### TO DO
Transcribe all of the data exactly. Omit the pictures.

#### SOURCE DATA

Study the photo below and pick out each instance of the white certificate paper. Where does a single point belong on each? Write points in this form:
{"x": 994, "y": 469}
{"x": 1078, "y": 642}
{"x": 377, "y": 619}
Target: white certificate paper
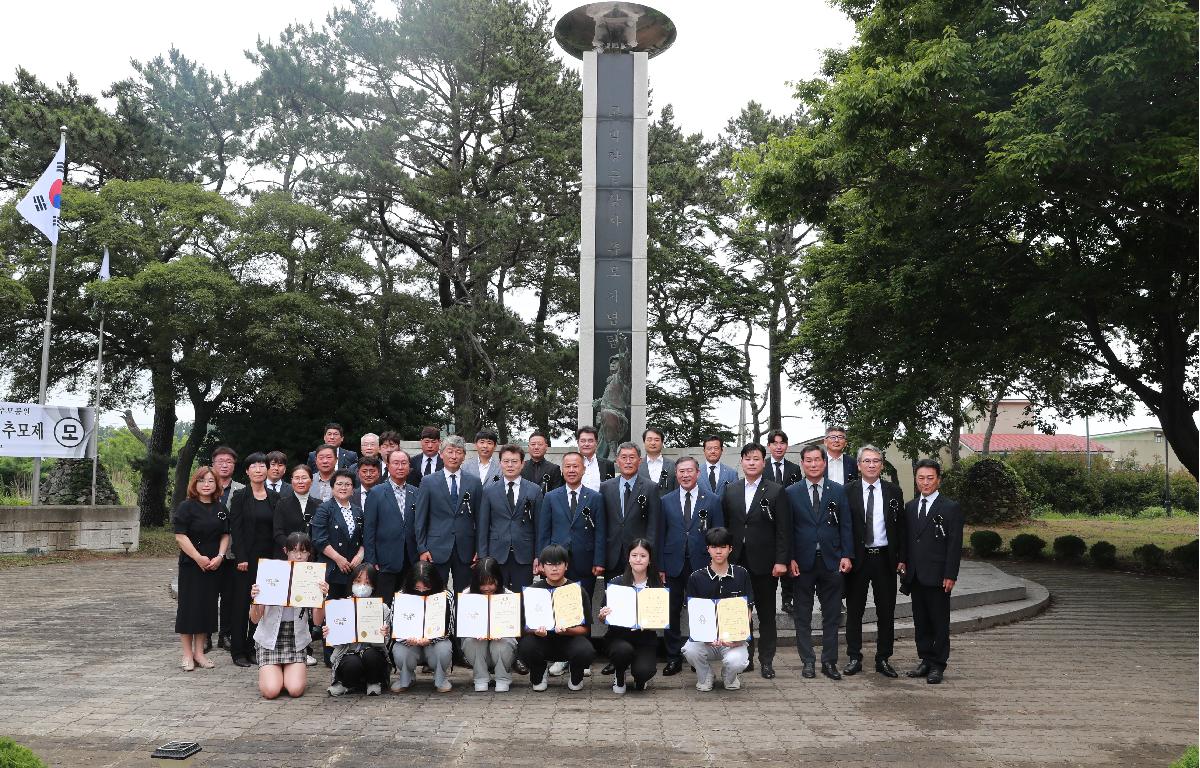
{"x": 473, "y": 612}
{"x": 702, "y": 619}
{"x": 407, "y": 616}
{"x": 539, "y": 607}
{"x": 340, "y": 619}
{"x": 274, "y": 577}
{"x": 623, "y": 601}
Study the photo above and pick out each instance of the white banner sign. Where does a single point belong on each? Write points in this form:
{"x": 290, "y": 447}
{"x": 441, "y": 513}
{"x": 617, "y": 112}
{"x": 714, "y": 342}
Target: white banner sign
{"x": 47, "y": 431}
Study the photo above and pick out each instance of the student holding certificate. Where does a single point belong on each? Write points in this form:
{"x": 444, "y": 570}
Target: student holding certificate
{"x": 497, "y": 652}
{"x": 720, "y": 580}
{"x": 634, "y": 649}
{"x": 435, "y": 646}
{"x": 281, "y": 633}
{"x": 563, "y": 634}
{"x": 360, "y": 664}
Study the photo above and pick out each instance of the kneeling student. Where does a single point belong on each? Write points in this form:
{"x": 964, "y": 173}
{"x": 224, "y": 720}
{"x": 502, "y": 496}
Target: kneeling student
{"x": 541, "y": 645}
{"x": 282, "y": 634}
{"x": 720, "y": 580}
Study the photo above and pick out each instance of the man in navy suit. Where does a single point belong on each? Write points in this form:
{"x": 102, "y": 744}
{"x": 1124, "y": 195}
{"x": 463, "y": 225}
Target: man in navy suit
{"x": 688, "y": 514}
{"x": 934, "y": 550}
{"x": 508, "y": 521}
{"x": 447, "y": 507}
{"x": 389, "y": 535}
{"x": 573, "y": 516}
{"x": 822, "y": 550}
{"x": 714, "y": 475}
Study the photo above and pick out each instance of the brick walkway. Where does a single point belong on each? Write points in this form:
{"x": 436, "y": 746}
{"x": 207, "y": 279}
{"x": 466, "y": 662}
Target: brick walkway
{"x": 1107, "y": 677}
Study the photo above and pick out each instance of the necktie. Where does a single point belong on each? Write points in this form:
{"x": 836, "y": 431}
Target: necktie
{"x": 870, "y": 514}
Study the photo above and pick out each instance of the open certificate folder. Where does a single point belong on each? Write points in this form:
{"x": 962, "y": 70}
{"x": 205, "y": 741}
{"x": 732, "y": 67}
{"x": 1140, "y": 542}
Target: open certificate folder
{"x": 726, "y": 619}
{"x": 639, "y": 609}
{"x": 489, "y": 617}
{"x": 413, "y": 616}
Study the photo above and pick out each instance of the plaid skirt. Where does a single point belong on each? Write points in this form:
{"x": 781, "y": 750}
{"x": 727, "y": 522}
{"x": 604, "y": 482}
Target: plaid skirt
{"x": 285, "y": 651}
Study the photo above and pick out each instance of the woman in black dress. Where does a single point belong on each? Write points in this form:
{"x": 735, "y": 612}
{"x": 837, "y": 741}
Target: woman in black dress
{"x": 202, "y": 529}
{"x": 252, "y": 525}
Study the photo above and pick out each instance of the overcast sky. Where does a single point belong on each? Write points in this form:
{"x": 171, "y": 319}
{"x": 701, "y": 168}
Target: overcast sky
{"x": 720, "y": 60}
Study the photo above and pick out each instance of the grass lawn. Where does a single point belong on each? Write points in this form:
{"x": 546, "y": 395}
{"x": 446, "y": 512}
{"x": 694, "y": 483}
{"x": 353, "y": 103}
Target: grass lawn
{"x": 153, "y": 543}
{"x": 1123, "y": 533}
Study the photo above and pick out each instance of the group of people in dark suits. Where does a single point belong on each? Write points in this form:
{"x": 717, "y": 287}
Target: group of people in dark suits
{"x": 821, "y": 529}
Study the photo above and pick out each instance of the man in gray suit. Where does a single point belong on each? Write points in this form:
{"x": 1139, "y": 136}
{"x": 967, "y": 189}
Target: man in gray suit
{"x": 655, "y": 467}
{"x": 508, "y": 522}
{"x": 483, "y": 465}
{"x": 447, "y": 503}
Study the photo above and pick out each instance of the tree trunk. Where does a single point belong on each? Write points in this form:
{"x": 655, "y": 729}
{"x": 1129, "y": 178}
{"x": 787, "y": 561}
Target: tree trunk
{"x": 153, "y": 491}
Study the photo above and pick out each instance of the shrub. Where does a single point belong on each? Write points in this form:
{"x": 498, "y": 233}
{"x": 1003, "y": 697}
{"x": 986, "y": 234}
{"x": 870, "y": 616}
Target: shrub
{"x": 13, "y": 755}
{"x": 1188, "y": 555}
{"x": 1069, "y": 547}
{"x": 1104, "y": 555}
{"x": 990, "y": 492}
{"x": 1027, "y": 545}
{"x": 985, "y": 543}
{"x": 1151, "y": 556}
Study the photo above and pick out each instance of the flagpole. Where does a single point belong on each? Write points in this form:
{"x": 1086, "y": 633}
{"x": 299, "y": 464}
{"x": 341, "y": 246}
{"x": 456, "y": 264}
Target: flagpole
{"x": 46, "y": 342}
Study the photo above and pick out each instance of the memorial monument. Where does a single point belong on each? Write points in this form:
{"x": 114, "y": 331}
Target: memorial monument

########

### COMPLETE ANSWER
Study the photo below and pick out each instance of the white certificate paper. Where does a single point belong on each? Write points in this form:
{"x": 994, "y": 469}
{"x": 1078, "y": 642}
{"x": 377, "y": 619}
Target: white certificate paper
{"x": 473, "y": 612}
{"x": 702, "y": 619}
{"x": 407, "y": 616}
{"x": 539, "y": 607}
{"x": 340, "y": 619}
{"x": 274, "y": 577}
{"x": 623, "y": 601}
Study the photo above and pick out each instance of the white banner sign. Where does a single point belong on each? Write points in this form:
{"x": 290, "y": 447}
{"x": 441, "y": 513}
{"x": 617, "y": 112}
{"x": 714, "y": 342}
Target: white banner sign
{"x": 47, "y": 431}
Study the photo above and pick out each instance of the student holding certificate. Where does a single point belong on each? Write points in this form:
{"x": 444, "y": 570}
Target: student holding certificate
{"x": 497, "y": 652}
{"x": 720, "y": 580}
{"x": 634, "y": 649}
{"x": 435, "y": 646}
{"x": 281, "y": 633}
{"x": 563, "y": 634}
{"x": 360, "y": 664}
Study the photo above and pick out each instance of the kneeling student. Where does a single point belong on each? Write points in this form:
{"x": 964, "y": 173}
{"x": 224, "y": 720}
{"x": 502, "y": 496}
Target: kneeling student
{"x": 541, "y": 645}
{"x": 282, "y": 634}
{"x": 720, "y": 580}
Study the photo above and pick out each instance of the man in navy suit. Where does a single point belong on each? Write points in this form:
{"x": 102, "y": 744}
{"x": 1124, "y": 195}
{"x": 463, "y": 225}
Target: man in navy suit
{"x": 688, "y": 514}
{"x": 934, "y": 550}
{"x": 508, "y": 521}
{"x": 447, "y": 507}
{"x": 389, "y": 535}
{"x": 573, "y": 516}
{"x": 822, "y": 550}
{"x": 714, "y": 475}
Study the photo above and pick out each instance of the brick walkway. Where does a single point belong on each? Write points in this form:
{"x": 436, "y": 746}
{"x": 207, "y": 279}
{"x": 466, "y": 662}
Target: brick walkway
{"x": 1107, "y": 677}
Study the photo above and pick out each instance of the necktie. Where does a single point belong on each? Write points in this form:
{"x": 836, "y": 431}
Target: necktie
{"x": 870, "y": 514}
Study the photo above and pick out each instance of the open certificate folder. Where does a single point belong on each? Write points in this form:
{"x": 962, "y": 70}
{"x": 205, "y": 741}
{"x": 732, "y": 67}
{"x": 1140, "y": 542}
Target: open certificate folder
{"x": 726, "y": 619}
{"x": 639, "y": 609}
{"x": 489, "y": 617}
{"x": 413, "y": 616}
Study the photo above and pick out each instance of the plaid skirt. Where does a single point belong on each? Write points in this form:
{"x": 781, "y": 750}
{"x": 727, "y": 522}
{"x": 604, "y": 482}
Target: plaid skirt
{"x": 285, "y": 651}
Study the photo above and pick out each instance of the woman in black dress. Where does a single point belong on each? Write points in this form:
{"x": 735, "y": 612}
{"x": 837, "y": 741}
Target: woman in black dress
{"x": 202, "y": 529}
{"x": 252, "y": 525}
Study the photo above and pick out each instance of the overcast sky. Where does a single point belong on each? Write points in this form:
{"x": 171, "y": 319}
{"x": 701, "y": 168}
Target: overcast sky
{"x": 720, "y": 60}
Study the photo above and pick out each instance of the grass lawn. Where does a single point belong on each? Write points in this form:
{"x": 546, "y": 395}
{"x": 446, "y": 512}
{"x": 694, "y": 483}
{"x": 353, "y": 103}
Target: grass lawn
{"x": 153, "y": 543}
{"x": 1123, "y": 533}
Study the photo above and pick out each instance of the group of people in dark suits. Where does a single point belong on each? Write points in this form:
{"x": 717, "y": 287}
Target: group of people in dark suits
{"x": 821, "y": 529}
Study the photo above and pick out each instance of the man in gray suit. Where does a single point belong on each? Write points in this form:
{"x": 1139, "y": 136}
{"x": 967, "y": 189}
Target: man in gray suit
{"x": 655, "y": 467}
{"x": 508, "y": 522}
{"x": 483, "y": 465}
{"x": 447, "y": 503}
Study the photo above and pick out each instance of the tree trunk. Where does a single point belong on each? Write points in this form:
{"x": 655, "y": 729}
{"x": 1129, "y": 178}
{"x": 787, "y": 561}
Target: tree trunk
{"x": 153, "y": 491}
Study the photo above and pick out each instance of the shrub. Where does a single point belong on each? Write points in this form:
{"x": 498, "y": 233}
{"x": 1003, "y": 697}
{"x": 986, "y": 234}
{"x": 870, "y": 616}
Target: shrub
{"x": 13, "y": 755}
{"x": 1188, "y": 555}
{"x": 1069, "y": 547}
{"x": 1104, "y": 555}
{"x": 990, "y": 492}
{"x": 1027, "y": 545}
{"x": 985, "y": 543}
{"x": 1151, "y": 556}
Study the photo above and pick out each instance of the flagpole. Where does a single point belong on each? Write points in this form:
{"x": 1086, "y": 633}
{"x": 299, "y": 464}
{"x": 341, "y": 246}
{"x": 456, "y": 264}
Target: flagpole
{"x": 46, "y": 342}
Study the photo above and pick out each instance of the memorial monument. Where does a single point belong on each? Write points in this form:
{"x": 114, "y": 331}
Target: memorial monument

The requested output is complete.